_Task statement_: Among the entries, find the lines with the string "strap" and report them.

_Raw data_:
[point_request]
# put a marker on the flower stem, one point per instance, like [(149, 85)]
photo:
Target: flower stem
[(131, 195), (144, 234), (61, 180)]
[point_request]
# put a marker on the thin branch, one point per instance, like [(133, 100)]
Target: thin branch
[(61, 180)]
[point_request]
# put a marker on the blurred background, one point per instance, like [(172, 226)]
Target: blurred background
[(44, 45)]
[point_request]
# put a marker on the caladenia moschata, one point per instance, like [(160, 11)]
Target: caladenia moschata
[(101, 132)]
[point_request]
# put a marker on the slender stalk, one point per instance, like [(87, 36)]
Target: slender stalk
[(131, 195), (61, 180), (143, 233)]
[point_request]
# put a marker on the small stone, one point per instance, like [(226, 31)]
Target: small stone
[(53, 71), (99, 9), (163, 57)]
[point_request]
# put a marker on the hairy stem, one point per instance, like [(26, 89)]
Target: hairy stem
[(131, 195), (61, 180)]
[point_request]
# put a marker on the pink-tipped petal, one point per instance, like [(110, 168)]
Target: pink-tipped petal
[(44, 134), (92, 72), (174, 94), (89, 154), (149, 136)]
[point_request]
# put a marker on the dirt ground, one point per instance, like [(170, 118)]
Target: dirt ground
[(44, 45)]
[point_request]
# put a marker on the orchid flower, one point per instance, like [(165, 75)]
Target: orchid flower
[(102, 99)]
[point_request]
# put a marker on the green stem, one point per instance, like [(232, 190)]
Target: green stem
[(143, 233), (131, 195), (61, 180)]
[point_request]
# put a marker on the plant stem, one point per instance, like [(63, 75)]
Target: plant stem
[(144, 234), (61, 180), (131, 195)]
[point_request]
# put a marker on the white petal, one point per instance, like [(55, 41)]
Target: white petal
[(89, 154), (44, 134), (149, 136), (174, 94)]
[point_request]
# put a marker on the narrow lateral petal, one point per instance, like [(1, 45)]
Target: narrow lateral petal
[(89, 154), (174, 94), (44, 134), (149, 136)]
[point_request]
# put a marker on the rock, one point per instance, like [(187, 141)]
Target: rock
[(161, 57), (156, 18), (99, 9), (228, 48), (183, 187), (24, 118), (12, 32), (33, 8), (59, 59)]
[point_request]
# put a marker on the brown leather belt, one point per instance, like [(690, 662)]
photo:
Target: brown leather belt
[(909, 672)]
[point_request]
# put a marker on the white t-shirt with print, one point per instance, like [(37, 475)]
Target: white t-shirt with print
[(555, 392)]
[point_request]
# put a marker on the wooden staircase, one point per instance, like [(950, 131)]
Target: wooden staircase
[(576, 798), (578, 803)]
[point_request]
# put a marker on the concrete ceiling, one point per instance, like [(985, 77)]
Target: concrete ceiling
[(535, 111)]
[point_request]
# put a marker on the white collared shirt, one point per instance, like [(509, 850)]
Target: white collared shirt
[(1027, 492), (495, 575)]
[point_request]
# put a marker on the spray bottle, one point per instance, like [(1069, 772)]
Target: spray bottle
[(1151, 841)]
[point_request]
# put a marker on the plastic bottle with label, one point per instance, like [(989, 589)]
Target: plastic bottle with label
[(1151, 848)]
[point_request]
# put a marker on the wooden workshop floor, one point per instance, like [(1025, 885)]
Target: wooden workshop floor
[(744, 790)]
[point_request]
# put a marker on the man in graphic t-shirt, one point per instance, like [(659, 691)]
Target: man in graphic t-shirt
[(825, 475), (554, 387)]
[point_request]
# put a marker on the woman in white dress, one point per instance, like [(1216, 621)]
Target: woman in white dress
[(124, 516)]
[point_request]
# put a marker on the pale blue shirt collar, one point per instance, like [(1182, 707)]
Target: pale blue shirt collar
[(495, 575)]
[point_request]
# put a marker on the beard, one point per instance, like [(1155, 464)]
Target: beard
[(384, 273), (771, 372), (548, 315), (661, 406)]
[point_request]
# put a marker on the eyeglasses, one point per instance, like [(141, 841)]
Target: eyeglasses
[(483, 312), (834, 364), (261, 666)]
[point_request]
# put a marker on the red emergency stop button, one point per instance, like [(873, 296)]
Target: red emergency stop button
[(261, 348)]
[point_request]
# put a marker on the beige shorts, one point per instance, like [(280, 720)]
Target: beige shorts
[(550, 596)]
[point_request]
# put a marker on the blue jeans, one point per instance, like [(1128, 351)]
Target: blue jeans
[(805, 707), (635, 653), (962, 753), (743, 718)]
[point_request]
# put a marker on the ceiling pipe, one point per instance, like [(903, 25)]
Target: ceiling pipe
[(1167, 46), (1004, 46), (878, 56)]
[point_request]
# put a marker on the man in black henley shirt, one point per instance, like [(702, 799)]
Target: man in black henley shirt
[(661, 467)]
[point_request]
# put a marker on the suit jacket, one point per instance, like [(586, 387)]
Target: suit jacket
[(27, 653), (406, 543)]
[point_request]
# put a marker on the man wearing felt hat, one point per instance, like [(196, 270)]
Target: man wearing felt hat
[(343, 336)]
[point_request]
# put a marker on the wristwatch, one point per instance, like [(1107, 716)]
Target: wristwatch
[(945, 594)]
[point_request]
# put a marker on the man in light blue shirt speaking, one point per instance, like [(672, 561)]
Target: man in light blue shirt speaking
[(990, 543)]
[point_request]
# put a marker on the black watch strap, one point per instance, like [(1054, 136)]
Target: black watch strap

_Task solution_:
# put a marker on the black watch strap, one point per instance, like [(1054, 136)]
Target: black watch strap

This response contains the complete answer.